## Brief
Among these entries, count the lines containing the word "mesh" and answer with only the number.
--- Task inputs Enclosed Below ---
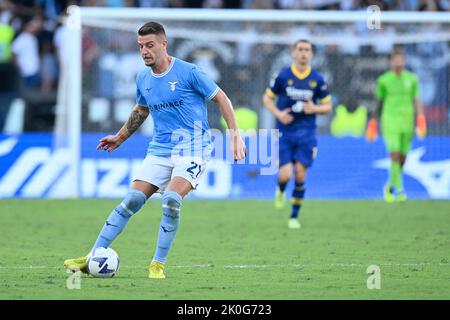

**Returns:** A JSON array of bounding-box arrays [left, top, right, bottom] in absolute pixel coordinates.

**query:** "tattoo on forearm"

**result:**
[[118, 109, 146, 141], [127, 109, 146, 133]]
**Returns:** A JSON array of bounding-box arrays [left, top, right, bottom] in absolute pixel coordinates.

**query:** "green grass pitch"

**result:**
[[0, 199, 449, 299]]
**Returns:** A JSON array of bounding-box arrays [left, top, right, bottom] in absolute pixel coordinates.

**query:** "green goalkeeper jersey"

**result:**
[[375, 70, 419, 132]]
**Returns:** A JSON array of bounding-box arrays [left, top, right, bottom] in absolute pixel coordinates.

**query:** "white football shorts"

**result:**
[[133, 155, 209, 193]]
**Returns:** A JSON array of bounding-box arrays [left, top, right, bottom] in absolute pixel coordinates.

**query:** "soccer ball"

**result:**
[[86, 247, 120, 278]]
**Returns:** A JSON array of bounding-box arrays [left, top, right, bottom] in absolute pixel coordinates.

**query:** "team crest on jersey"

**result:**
[[404, 80, 411, 88], [287, 79, 294, 86], [308, 80, 317, 89], [312, 147, 318, 159], [168, 81, 178, 91]]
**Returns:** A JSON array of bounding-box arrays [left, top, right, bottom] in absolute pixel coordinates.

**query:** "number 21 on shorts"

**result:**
[[186, 162, 202, 178]]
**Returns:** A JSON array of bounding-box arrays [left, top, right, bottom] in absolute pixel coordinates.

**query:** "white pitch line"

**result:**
[[224, 262, 448, 268], [0, 262, 447, 270]]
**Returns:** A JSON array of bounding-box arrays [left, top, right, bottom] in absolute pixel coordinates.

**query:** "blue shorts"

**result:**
[[278, 132, 317, 168]]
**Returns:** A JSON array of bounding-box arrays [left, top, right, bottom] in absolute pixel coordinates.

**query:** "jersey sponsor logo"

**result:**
[[149, 99, 184, 111], [286, 87, 313, 101], [168, 81, 178, 91]]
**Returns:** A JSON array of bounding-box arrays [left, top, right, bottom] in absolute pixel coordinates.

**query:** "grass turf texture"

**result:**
[[0, 199, 449, 299]]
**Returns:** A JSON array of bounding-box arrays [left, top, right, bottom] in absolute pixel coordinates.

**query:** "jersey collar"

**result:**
[[291, 64, 311, 80], [151, 56, 176, 78]]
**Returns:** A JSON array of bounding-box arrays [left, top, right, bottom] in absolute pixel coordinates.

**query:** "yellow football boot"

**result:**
[[383, 185, 395, 203], [396, 191, 407, 202], [64, 255, 88, 273], [288, 218, 301, 229], [149, 261, 166, 279], [274, 189, 286, 209]]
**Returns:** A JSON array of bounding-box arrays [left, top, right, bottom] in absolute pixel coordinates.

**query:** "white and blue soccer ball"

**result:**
[[86, 247, 120, 278]]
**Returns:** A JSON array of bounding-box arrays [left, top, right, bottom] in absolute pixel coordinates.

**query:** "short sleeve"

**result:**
[[190, 65, 219, 100], [375, 77, 385, 100], [135, 74, 147, 106], [265, 73, 283, 98], [317, 77, 331, 103]]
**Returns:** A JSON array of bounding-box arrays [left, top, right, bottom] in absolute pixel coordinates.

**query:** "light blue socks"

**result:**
[[153, 191, 182, 263], [92, 189, 147, 251]]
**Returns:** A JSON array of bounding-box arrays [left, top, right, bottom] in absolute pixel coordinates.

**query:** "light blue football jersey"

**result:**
[[135, 57, 219, 158]]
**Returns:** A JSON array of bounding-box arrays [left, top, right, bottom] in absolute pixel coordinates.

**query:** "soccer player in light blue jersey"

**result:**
[[64, 21, 247, 279]]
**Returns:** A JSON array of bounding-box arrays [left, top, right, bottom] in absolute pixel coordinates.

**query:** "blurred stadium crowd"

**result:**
[[0, 0, 449, 133], [5, 0, 446, 10]]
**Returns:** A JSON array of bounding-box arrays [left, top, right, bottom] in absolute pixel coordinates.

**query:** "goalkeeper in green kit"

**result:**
[[366, 48, 427, 203]]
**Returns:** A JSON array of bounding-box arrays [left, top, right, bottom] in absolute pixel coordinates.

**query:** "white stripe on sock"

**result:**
[[162, 204, 180, 212], [120, 202, 134, 216]]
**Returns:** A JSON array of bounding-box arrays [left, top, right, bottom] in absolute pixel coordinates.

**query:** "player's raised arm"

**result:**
[[212, 89, 247, 161], [96, 104, 149, 152]]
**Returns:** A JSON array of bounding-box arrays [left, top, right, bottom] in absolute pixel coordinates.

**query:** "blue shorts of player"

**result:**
[[279, 131, 317, 168]]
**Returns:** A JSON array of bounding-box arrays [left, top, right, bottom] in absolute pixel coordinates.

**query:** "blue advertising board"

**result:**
[[0, 134, 449, 199]]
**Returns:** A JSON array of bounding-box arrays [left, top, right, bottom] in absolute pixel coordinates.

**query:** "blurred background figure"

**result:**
[[0, 13, 16, 131], [12, 15, 43, 91]]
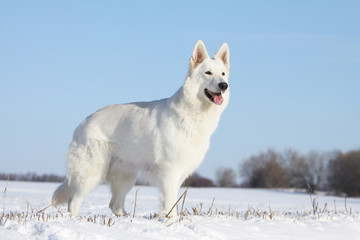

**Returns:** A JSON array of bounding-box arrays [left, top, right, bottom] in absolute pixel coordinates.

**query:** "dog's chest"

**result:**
[[167, 114, 215, 155]]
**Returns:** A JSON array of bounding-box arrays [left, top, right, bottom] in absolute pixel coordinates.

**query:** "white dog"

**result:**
[[52, 40, 230, 217]]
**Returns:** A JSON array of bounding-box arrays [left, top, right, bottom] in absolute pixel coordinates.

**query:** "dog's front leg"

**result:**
[[157, 174, 181, 218]]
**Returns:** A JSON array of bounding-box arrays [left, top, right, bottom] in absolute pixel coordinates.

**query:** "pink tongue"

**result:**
[[213, 94, 224, 105]]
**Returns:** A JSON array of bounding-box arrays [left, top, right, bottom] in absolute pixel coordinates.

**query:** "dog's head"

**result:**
[[187, 40, 230, 107]]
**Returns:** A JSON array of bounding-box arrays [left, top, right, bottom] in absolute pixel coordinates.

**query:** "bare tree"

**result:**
[[216, 167, 237, 187], [328, 150, 360, 197], [283, 149, 309, 189], [240, 148, 332, 191], [240, 149, 289, 188], [182, 172, 216, 187], [304, 150, 327, 191]]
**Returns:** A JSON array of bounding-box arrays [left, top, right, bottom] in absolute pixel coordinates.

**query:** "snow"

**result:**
[[1, 181, 360, 239]]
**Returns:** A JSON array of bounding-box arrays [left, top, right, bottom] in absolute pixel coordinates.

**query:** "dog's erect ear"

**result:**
[[214, 42, 230, 70], [189, 40, 209, 70]]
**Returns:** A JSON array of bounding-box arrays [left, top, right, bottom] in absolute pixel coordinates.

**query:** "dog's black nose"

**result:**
[[218, 82, 228, 91]]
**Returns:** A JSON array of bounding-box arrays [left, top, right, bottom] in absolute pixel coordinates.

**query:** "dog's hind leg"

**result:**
[[107, 169, 137, 216], [66, 141, 109, 216], [67, 174, 103, 216]]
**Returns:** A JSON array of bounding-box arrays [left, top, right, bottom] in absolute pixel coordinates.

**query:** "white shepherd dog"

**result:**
[[52, 40, 230, 217]]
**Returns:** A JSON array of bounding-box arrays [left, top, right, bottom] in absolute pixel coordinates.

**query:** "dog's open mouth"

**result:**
[[205, 89, 224, 105]]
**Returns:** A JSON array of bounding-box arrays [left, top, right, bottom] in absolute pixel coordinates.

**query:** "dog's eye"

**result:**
[[222, 72, 225, 76], [205, 71, 212, 75]]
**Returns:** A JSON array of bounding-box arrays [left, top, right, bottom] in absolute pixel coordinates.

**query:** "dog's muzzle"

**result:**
[[205, 89, 224, 105], [218, 82, 228, 92]]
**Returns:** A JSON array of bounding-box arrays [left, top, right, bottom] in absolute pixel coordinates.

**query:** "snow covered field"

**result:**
[[1, 181, 360, 240]]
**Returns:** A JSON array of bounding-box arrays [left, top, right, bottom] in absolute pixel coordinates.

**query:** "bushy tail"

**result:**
[[52, 179, 71, 206]]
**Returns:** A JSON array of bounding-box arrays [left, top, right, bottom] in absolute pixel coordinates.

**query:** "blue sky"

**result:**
[[1, 1, 359, 180]]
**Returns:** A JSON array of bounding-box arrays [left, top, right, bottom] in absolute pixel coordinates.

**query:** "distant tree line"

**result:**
[[0, 172, 65, 182], [239, 148, 360, 197], [183, 148, 360, 197], [2, 148, 359, 197], [0, 171, 218, 187]]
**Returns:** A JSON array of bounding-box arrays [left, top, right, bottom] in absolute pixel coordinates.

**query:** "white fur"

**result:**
[[52, 40, 230, 217]]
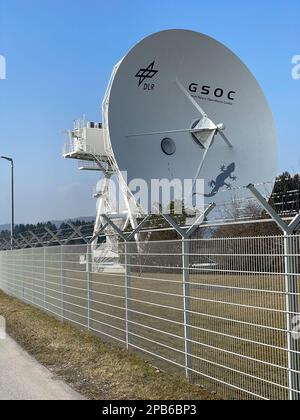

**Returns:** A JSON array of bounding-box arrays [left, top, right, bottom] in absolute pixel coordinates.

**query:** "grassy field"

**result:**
[[0, 290, 218, 400], [84, 270, 293, 400]]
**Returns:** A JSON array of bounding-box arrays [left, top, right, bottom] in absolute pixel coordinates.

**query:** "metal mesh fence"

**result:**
[[0, 235, 299, 400]]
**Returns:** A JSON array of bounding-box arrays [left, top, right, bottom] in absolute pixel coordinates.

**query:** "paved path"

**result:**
[[0, 335, 84, 400]]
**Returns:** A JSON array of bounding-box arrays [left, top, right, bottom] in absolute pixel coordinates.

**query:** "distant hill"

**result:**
[[50, 216, 95, 228], [0, 216, 95, 232]]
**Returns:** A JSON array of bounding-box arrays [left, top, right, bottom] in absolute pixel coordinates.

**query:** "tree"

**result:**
[[211, 171, 300, 238], [270, 172, 300, 216]]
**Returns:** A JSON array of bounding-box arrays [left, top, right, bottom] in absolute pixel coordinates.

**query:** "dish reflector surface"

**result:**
[[106, 29, 277, 210]]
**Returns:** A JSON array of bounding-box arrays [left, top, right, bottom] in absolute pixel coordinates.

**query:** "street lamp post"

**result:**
[[1, 156, 14, 249]]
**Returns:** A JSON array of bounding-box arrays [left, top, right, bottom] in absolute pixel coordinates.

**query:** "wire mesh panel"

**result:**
[[0, 234, 299, 400], [29, 247, 45, 308], [88, 242, 127, 345], [43, 246, 63, 319], [187, 236, 293, 399], [59, 245, 88, 328], [125, 240, 186, 375]]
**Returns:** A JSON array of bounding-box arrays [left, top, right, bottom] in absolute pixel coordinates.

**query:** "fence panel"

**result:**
[[0, 235, 299, 400]]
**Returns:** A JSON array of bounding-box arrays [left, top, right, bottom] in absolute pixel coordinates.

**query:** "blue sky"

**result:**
[[0, 0, 299, 224]]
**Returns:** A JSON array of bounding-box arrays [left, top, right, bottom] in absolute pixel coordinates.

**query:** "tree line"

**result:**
[[1, 171, 299, 243], [0, 219, 94, 241]]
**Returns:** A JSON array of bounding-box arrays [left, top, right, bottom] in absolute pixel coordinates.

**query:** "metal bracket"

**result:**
[[66, 222, 89, 244], [101, 214, 127, 241], [29, 231, 48, 247], [89, 222, 109, 244], [100, 214, 152, 242], [126, 215, 152, 241], [44, 227, 63, 246], [289, 213, 300, 234], [247, 184, 300, 235], [18, 233, 33, 248], [0, 238, 10, 250], [247, 184, 292, 233], [162, 203, 216, 239], [10, 236, 19, 249]]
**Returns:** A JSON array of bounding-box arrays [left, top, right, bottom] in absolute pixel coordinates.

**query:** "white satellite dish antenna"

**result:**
[[104, 29, 277, 211], [64, 29, 277, 269]]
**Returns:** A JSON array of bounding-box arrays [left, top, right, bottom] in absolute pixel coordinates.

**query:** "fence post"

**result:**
[[31, 248, 34, 304], [247, 184, 300, 400], [182, 237, 192, 379], [43, 247, 46, 310], [124, 240, 130, 349], [60, 245, 64, 322], [87, 243, 92, 331], [22, 248, 25, 299], [284, 233, 300, 400]]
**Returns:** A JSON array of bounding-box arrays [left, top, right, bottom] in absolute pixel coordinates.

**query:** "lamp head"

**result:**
[[1, 156, 13, 163]]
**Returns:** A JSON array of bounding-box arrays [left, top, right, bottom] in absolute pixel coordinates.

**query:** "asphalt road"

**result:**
[[0, 335, 84, 400]]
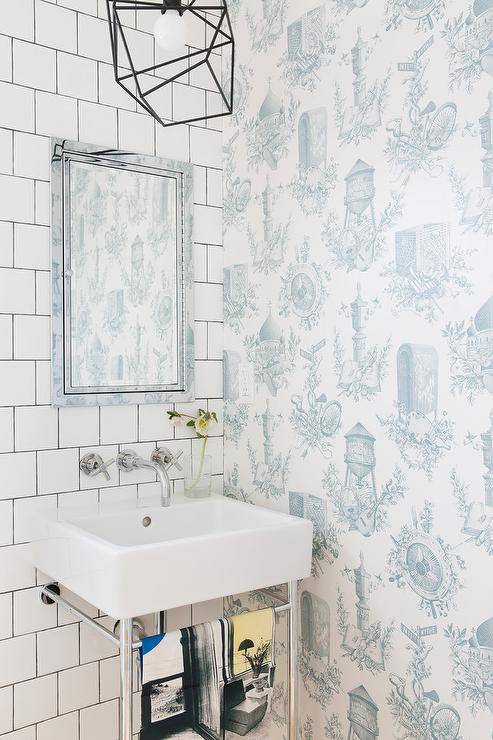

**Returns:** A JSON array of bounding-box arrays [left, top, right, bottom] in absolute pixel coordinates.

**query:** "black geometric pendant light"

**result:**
[[106, 0, 234, 127]]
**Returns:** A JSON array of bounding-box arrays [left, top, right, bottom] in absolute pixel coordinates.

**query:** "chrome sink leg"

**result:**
[[288, 580, 299, 740], [120, 618, 133, 740]]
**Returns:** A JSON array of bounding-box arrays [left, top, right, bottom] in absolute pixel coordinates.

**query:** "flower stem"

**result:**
[[187, 436, 208, 491]]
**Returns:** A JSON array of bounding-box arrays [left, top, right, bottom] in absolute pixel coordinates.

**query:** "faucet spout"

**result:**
[[116, 450, 172, 507], [138, 459, 172, 507]]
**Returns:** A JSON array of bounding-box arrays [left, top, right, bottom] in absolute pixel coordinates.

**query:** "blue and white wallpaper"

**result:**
[[223, 1, 493, 738]]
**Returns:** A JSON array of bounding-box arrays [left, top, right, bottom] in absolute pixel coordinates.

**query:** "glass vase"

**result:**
[[184, 451, 212, 498]]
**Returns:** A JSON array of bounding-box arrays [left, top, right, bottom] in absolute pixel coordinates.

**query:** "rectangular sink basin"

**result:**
[[29, 496, 313, 618]]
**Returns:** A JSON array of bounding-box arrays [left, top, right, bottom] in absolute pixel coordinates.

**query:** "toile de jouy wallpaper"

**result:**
[[223, 1, 493, 738]]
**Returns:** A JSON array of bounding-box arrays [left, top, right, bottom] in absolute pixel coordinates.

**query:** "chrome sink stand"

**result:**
[[41, 580, 300, 740]]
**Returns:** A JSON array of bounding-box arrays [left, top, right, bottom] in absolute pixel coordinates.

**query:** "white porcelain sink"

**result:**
[[29, 495, 313, 618]]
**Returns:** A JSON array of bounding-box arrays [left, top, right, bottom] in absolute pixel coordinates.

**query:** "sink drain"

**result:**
[[142, 516, 152, 528]]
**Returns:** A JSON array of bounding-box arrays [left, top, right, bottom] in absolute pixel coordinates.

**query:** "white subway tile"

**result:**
[[189, 58, 220, 93], [14, 315, 50, 360], [13, 133, 50, 181], [107, 5, 136, 27], [36, 91, 78, 140], [0, 407, 14, 452], [57, 585, 98, 626], [0, 35, 12, 82], [13, 587, 57, 636], [138, 403, 173, 442], [190, 127, 222, 168], [100, 405, 137, 445], [59, 406, 100, 448], [98, 62, 136, 111], [125, 26, 154, 68], [0, 267, 35, 313], [15, 406, 58, 452], [194, 283, 223, 321], [207, 322, 223, 360], [35, 1, 77, 53], [99, 655, 119, 701], [12, 315, 49, 364], [35, 360, 51, 404], [78, 14, 113, 64], [60, 0, 98, 12], [37, 623, 80, 675], [0, 128, 13, 174], [58, 489, 97, 511], [0, 633, 36, 687], [0, 315, 13, 360], [37, 447, 79, 495], [0, 362, 35, 406], [173, 83, 205, 124], [186, 10, 207, 49], [136, 9, 156, 33], [194, 321, 207, 360], [0, 361, 35, 406], [194, 204, 222, 245], [0, 221, 14, 267], [195, 360, 222, 398], [1, 727, 35, 740], [37, 711, 79, 740], [0, 175, 34, 223], [0, 685, 13, 734], [13, 40, 56, 92], [14, 223, 49, 270], [13, 673, 57, 729], [0, 544, 35, 592], [35, 271, 50, 315], [100, 483, 137, 505], [79, 100, 118, 148], [194, 243, 207, 281], [118, 109, 155, 155], [80, 699, 119, 740], [58, 51, 98, 101], [206, 167, 222, 207], [14, 495, 57, 543], [0, 451, 36, 499], [206, 90, 224, 129], [156, 123, 189, 161], [0, 592, 12, 639], [59, 662, 99, 713], [80, 617, 118, 663], [0, 0, 34, 42], [35, 180, 50, 225], [194, 165, 207, 204], [0, 499, 13, 546], [0, 82, 35, 132], [208, 244, 223, 283]]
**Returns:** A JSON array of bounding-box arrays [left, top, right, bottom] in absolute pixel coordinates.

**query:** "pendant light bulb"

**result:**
[[154, 8, 187, 53]]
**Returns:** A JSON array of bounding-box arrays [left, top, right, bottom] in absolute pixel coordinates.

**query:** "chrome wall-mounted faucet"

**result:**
[[80, 453, 115, 481], [116, 447, 183, 507]]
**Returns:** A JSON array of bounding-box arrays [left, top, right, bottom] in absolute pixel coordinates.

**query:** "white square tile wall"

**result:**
[[0, 2, 224, 737]]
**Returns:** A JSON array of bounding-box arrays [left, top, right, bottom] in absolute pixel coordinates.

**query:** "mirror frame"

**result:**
[[51, 138, 195, 407]]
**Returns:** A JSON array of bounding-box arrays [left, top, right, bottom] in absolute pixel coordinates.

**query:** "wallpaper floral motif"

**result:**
[[223, 1, 493, 738]]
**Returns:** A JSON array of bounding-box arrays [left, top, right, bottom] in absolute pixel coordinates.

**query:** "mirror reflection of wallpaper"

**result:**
[[69, 160, 178, 389]]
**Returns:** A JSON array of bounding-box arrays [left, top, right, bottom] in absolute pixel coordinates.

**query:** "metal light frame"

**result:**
[[106, 0, 235, 128]]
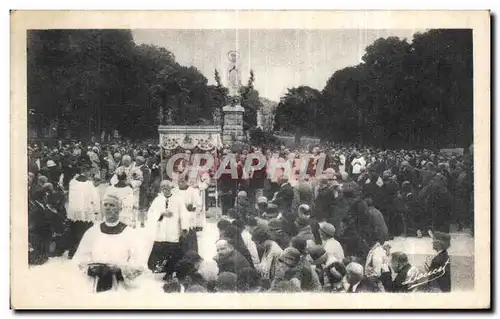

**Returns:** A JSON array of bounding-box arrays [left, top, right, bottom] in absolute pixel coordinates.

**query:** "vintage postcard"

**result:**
[[10, 10, 490, 309]]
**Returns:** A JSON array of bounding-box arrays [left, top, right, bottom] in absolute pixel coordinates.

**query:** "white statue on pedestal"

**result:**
[[227, 51, 241, 98]]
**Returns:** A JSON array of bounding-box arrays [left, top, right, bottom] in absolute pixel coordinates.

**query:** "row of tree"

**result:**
[[28, 29, 473, 149], [273, 29, 473, 149], [28, 30, 265, 141]]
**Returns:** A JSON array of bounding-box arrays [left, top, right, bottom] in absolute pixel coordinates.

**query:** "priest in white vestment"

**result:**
[[110, 155, 143, 188], [104, 170, 135, 227], [67, 166, 100, 258], [145, 180, 190, 280], [187, 165, 211, 232], [72, 194, 143, 293], [174, 176, 200, 254]]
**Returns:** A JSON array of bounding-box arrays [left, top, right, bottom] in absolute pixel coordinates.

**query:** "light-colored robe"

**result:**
[[72, 222, 142, 291], [67, 177, 100, 222]]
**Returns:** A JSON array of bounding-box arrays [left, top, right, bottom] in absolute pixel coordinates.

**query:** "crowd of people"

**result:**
[[27, 138, 474, 293]]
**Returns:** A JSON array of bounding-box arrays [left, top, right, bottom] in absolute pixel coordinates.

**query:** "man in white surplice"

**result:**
[[173, 175, 201, 254], [72, 194, 143, 293], [145, 180, 190, 280], [186, 164, 211, 232]]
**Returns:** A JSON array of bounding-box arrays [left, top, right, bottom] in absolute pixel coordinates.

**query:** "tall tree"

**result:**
[[239, 69, 262, 130], [274, 86, 322, 144], [318, 29, 472, 149]]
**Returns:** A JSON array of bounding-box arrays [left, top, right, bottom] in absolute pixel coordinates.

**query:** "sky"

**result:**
[[132, 29, 424, 102]]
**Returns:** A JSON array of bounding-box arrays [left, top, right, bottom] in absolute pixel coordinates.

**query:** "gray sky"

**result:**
[[132, 29, 424, 101]]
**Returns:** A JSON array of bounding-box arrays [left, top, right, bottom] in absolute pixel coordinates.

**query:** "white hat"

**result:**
[[298, 204, 311, 213], [46, 160, 56, 168], [237, 191, 248, 197], [257, 196, 268, 204]]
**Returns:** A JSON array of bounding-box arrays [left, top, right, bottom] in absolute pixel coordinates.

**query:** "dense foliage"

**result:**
[[274, 29, 473, 149], [28, 30, 228, 140], [28, 29, 473, 149]]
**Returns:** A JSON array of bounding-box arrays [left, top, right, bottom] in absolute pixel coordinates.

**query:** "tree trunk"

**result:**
[[294, 127, 302, 146]]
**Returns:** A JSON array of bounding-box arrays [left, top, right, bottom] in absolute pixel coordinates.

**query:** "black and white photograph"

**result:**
[[10, 10, 490, 309]]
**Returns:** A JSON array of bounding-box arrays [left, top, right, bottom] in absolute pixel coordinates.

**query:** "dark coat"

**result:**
[[269, 229, 291, 250], [313, 186, 336, 221], [295, 225, 315, 243], [235, 198, 257, 223], [381, 264, 415, 292], [215, 250, 251, 275], [398, 166, 419, 188], [429, 250, 451, 292], [296, 181, 314, 207], [139, 165, 151, 190], [367, 206, 389, 244], [280, 216, 298, 237], [283, 259, 318, 292], [273, 183, 295, 210], [28, 157, 39, 175], [345, 279, 378, 293], [363, 182, 382, 204], [337, 198, 371, 260]]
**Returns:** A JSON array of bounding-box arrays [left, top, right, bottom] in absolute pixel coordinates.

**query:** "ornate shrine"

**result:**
[[158, 125, 223, 151], [158, 51, 248, 152]]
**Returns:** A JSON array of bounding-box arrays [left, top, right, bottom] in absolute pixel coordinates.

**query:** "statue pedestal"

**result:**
[[222, 104, 245, 146]]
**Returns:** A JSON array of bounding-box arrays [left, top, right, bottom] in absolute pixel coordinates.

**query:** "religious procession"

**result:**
[[27, 139, 473, 294]]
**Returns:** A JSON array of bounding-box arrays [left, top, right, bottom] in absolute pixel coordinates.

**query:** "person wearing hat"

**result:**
[[272, 247, 321, 292], [313, 173, 338, 224], [66, 164, 100, 259], [379, 169, 401, 237], [40, 159, 61, 188], [255, 196, 268, 218], [426, 231, 451, 292], [295, 176, 314, 208], [344, 262, 376, 293], [72, 194, 143, 293], [30, 175, 49, 202], [398, 160, 418, 188], [271, 247, 302, 287], [362, 170, 382, 201], [270, 173, 295, 214], [307, 245, 346, 292], [294, 215, 315, 250], [234, 190, 256, 224], [267, 218, 291, 250], [319, 223, 345, 263], [380, 251, 419, 293], [297, 203, 311, 218], [251, 224, 283, 281], [262, 202, 279, 220]]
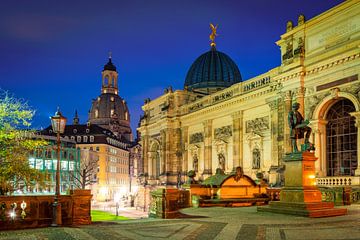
--- End of Enclosed Task inputs ---
## Solution for this task
2